Exercise requirements:
This task is to restate all of the entries exactly.

Supplied records:
.....
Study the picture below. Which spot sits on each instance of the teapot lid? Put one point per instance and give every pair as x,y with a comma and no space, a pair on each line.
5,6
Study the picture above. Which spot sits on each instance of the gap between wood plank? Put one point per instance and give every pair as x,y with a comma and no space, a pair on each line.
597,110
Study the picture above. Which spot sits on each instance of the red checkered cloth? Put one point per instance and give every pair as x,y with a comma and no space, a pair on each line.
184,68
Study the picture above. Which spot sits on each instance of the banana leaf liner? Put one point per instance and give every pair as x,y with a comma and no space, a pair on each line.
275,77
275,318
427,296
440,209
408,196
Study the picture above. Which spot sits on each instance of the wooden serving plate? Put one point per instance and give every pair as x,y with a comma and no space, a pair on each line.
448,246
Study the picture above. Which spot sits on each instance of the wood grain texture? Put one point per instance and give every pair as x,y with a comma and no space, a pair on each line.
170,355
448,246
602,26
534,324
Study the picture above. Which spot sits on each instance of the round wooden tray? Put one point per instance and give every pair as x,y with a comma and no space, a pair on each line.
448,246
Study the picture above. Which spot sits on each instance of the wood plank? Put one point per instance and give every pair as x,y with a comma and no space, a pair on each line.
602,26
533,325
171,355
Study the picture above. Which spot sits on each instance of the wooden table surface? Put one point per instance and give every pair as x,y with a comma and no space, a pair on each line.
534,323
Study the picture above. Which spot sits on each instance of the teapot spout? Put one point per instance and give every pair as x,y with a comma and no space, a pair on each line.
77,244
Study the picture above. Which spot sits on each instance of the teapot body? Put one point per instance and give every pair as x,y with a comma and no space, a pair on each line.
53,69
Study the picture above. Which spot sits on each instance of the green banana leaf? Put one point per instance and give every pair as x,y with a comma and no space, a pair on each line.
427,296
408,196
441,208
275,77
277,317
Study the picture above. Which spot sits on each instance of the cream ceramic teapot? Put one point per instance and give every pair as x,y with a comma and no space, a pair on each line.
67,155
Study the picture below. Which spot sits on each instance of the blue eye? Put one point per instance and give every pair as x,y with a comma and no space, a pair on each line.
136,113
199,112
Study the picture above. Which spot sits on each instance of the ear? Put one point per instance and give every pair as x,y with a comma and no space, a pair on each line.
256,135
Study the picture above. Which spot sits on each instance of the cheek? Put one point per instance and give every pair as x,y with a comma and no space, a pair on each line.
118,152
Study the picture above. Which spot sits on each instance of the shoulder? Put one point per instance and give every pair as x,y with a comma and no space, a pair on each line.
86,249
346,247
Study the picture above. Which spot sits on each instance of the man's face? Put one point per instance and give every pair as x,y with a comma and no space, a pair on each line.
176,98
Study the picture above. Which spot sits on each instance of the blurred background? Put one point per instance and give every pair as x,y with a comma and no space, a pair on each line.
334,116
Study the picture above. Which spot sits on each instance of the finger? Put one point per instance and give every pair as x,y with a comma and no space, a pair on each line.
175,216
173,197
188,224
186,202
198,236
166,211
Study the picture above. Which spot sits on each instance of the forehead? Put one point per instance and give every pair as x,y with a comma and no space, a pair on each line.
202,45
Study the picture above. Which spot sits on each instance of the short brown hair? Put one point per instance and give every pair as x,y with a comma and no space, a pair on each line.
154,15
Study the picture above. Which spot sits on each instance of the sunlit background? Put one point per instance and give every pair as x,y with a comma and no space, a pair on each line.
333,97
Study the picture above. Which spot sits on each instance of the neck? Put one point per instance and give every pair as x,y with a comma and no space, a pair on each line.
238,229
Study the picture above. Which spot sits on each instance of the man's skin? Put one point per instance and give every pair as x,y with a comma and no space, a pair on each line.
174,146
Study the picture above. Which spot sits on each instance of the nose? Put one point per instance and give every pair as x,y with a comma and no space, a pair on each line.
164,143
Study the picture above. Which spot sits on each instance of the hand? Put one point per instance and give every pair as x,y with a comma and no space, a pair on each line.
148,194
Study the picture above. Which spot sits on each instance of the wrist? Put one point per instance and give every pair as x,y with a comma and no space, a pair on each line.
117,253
.....
Solution for this task:
Study the picture below. Which spot sits on each instance of the teapot lid? Put one point per instance and give every pair as x,y with a comma and no space, a pair on each line.
5,6
Study the picture above. Which spot sits on each instance of the gap between wood plank? Put one point per instance and give every pair as x,y with a comma and no space, a pair on each line.
597,110
Study the picture above. Which spot sits on each instance of the red checkered cloth? Put one point per instance and give every pair as x,y with a comma and no space, a pair on each line.
184,68
Study the picture above. Which spot sits on each instance of the banana leaf liner? Put one point per instance and give every pair as x,y with a comma and no space, a pair on each line.
275,77
275,318
427,296
440,209
408,196
Study the picture above. Which spot sits on each instance of the wooden serving plate? Put one point per instance and give every pair as x,y with a comma and no space, a pair on each line.
448,246
Study the picture above. Which spot sits on each instance of the wood grain texture? Put one point per instance and give every pair as x,y with a comma and no space, a pair on each line.
170,355
448,246
602,26
534,324
Study the picture above. Which spot sits on each instance of the round wooden tray? Put one point per instance and give every pair as x,y with a comma and no space, a pair on each line.
448,246
Study the picture above. Which spot sits on each instance of the wood plank? Put one point per instance and give every pair as x,y with a comma and no space, a pair on each line.
602,26
533,325
171,355
Study the picture above. Which spot sits on each instance of the wooden table surface? Put one point per instance and give every pair as x,y with a comma and no space, a pair on each line.
534,323
Study the picture above. Which spot sits on each instance of the teapot spout? Put one point per instance and give every pair as x,y with a comma and no space, a pair on each line.
77,244
Study the picture above. Which spot sits on each instance of the teapot body? Put one point per instance and give every pair as x,y with a comma and no space, a pair on each line.
53,69
Study the picture above. Which spot sits on each instance of the green banana leaf? Put one point per instance and give every pair as x,y with a comma and no space, a pair on each line.
427,296
408,196
441,208
275,77
277,317
Study the picture above. Which spot sits on each instance of the cream ceramic teapot? Put one point per instance and give every pair as x,y with a comma and no space, a pair on each line.
67,155
Study the picture below. Which spot sits on each instance of the blue eye? Put one point per instance and give every pair as x,y with a comma and no space, a pair on each line.
136,113
199,112
Study the picture above. Which spot sits on each instance of the ear? Put one point per instance and give every pair as x,y with a comma and no space, a pair on each line.
256,135
Study the picture above. Which spot sits on each instance of the cheek? Put one point per instance and give every pair as x,y with a comma and no space, a pair on each line.
118,152
Study the picture above. Which spot sits on each instance of the shoulder? Put one point per instance and give every pair as x,y with a comma and no space, a pair on each line.
86,249
346,247
Study the picture above. Which spot sits on each instance of the man's face? Put one point per instance and give every pair as x,y with a comma and no space, a pair on each line.
176,98
Study the picture above. Which spot sits on each instance of the blurred background? Put one point per instance and give every pair as x,y with a comma and no space, a pair on each line.
334,116
Study the picture above. Which spot sits on each instance of the finger? Put one point per instance and give every pair as x,y with a comma and no space, a pair on each line.
175,216
173,197
188,224
186,202
198,236
166,211
Study the picture above. Which spot sits on each instance of the forehead? Put one point per instance and give every pair as x,y with a comma and no space, a pair on each line.
202,45
Study the picture above. Which spot sits on each instance of the short brown hair? Put one point per instance and give every pair as x,y with a comma and no space, a pair on each line.
154,15
Study the picture above. Which spot sits on each instance of the sunlit background? Put one point per instance and give every pair as x,y with a comma and no space, a pair on each line.
333,97
Study the picture above. Which spot sits on each instance of the neck? Put one point per instance and give every pair as x,y with a comma and no space, a pair on each line.
238,229
Study the picture above. Which spot sits on each instance of the man's skin? Put one point per instance and give every pair as x,y with a comma and no space, a pair on each line.
174,146
Study the picture above. Which spot sits on each instance of the nose? Put one point per instance and give every pair as x,y with a comma and no space, a pair on each line.
164,143
Study the picture above. Which spot sits on each instance of the hand? Put one point per instance and give every pair as x,y with a comma and no space, a pair on each line.
148,194
Study the picture above. Which spot sits on each instance of the wrist? Put one point per instance and give every pair as x,y with a comma and no space, a pair on each line.
117,253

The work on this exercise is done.